YOUR TASK:
List every line of the material below that contains the word "order", matching case exactly.

ENTRIES PROVIDED:
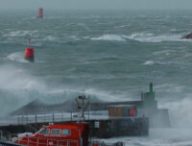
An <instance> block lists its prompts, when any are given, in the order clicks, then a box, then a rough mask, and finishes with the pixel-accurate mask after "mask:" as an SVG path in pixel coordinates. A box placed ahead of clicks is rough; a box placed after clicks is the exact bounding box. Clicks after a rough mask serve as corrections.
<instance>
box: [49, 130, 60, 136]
mask: <svg viewBox="0 0 192 146" xmlns="http://www.w3.org/2000/svg"><path fill="white" fill-rule="evenodd" d="M51 134H52V135H59V134H60V129H51Z"/></svg>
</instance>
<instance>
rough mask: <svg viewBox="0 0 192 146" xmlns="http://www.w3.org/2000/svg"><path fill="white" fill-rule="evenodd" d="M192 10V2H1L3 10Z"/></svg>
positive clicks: (116, 1)
mask: <svg viewBox="0 0 192 146" xmlns="http://www.w3.org/2000/svg"><path fill="white" fill-rule="evenodd" d="M39 6H42V7H44V8H50V9H128V10H129V9H192V0H0V10H2V9H34V8H36V7H39Z"/></svg>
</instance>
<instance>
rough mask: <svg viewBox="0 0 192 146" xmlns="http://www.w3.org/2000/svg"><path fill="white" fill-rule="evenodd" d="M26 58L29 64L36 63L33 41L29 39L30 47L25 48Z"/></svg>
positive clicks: (29, 45) (29, 43)
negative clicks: (34, 53)
mask: <svg viewBox="0 0 192 146" xmlns="http://www.w3.org/2000/svg"><path fill="white" fill-rule="evenodd" d="M24 58H25V59H26V60H28V61H29V62H34V48H32V47H31V39H30V38H29V39H28V47H27V48H25V53H24Z"/></svg>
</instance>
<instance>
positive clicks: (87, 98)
mask: <svg viewBox="0 0 192 146" xmlns="http://www.w3.org/2000/svg"><path fill="white" fill-rule="evenodd" d="M75 101H76V103H77V109H78V110H79V111H80V117H81V118H82V119H85V110H86V109H87V107H88V106H89V98H88V97H86V96H85V95H81V96H78V97H77V98H76V99H75Z"/></svg>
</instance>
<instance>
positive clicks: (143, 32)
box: [124, 32, 186, 43]
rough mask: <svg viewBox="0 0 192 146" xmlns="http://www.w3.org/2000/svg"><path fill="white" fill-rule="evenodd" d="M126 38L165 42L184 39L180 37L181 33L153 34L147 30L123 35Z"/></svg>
mask: <svg viewBox="0 0 192 146" xmlns="http://www.w3.org/2000/svg"><path fill="white" fill-rule="evenodd" d="M124 37H125V38H127V39H130V40H135V41H139V42H152V43H157V42H165V41H186V40H185V39H181V38H182V35H181V34H158V35H156V34H153V33H147V32H141V33H133V34H131V35H129V36H124Z"/></svg>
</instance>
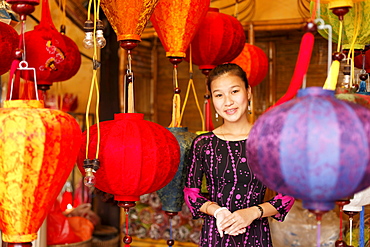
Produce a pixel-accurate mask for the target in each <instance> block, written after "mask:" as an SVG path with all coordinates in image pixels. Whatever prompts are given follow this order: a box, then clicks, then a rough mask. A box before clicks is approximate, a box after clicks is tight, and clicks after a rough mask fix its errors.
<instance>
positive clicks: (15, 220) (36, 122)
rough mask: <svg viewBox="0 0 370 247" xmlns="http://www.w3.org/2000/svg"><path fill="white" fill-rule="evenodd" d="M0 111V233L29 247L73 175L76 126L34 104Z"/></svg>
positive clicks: (6, 239)
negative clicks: (73, 166) (40, 226)
mask: <svg viewBox="0 0 370 247" xmlns="http://www.w3.org/2000/svg"><path fill="white" fill-rule="evenodd" d="M4 107H5V108H2V109H0V132H1V134H0V152H1V155H0V219H1V220H0V228H1V230H2V239H3V241H5V242H8V243H27V242H31V241H33V240H35V239H36V238H37V231H38V229H39V228H40V226H41V224H42V223H43V221H44V219H45V217H46V215H47V213H48V212H49V210H50V209H51V207H52V206H53V204H54V202H55V199H56V198H57V196H58V194H59V192H60V190H61V189H62V187H63V185H64V183H65V182H66V180H67V178H68V176H69V174H70V173H71V171H72V169H73V166H74V164H75V160H76V157H77V153H78V148H79V146H80V143H81V130H80V127H79V125H78V123H77V122H76V120H75V119H74V118H73V117H72V116H70V115H69V114H67V113H64V112H62V111H59V110H52V109H46V108H42V107H43V103H42V102H41V101H38V100H11V101H5V102H4Z"/></svg>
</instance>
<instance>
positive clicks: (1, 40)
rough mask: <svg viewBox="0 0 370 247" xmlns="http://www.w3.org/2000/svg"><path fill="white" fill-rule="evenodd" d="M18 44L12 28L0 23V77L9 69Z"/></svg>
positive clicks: (1, 22) (15, 32)
mask: <svg viewBox="0 0 370 247" xmlns="http://www.w3.org/2000/svg"><path fill="white" fill-rule="evenodd" d="M18 43H19V36H18V33H17V32H16V31H15V30H14V28H12V27H11V26H10V25H8V24H5V23H3V22H1V21H0V57H1V59H0V75H2V74H4V73H6V72H7V71H8V70H9V69H10V66H11V64H12V61H13V59H14V56H15V49H16V48H17V47H18Z"/></svg>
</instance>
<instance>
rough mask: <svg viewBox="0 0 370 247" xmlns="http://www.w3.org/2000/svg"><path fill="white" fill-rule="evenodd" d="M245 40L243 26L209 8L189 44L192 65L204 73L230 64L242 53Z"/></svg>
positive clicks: (234, 21)
mask: <svg viewBox="0 0 370 247" xmlns="http://www.w3.org/2000/svg"><path fill="white" fill-rule="evenodd" d="M245 40H246V38H245V33H244V29H243V26H242V24H241V23H240V22H239V21H238V20H237V19H236V18H235V17H232V16H231V15H227V14H223V13H220V12H219V10H218V9H217V8H209V10H208V12H207V15H206V17H205V18H204V20H203V21H202V25H201V26H200V28H199V29H198V32H197V33H196V35H195V37H194V39H193V41H192V42H191V48H192V59H193V63H194V64H196V65H198V66H199V69H201V70H202V71H203V72H204V70H211V69H213V68H214V67H216V66H217V65H219V64H222V63H227V62H230V61H232V60H233V59H235V58H236V57H237V56H238V55H239V54H240V53H241V52H242V50H243V48H244V44H245ZM188 52H189V51H188Z"/></svg>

YOUR SOLUTION:
An <instance> block lists its prompts, when any are given, in the order clicks, then a box, then a rough mask, and finishes with the pixel-accurate mask after "mask:" as an SVG path in pixel coordinates. A box placed ahead of clicks is rough; a box placed after clicks is the exact bounding box. Clicks after a rough mask serve as corrections.
Produce a pixel-accurate mask for the target in each <instance> block, written after "mask:" as an SVG path with all coordinates in image pixels. Whatever prompts are given follow this order: a box, then clicks, then a rough mask. A box before clicks is approximate, a box after clicks is tight, and clicks after a rough mask fix its errors.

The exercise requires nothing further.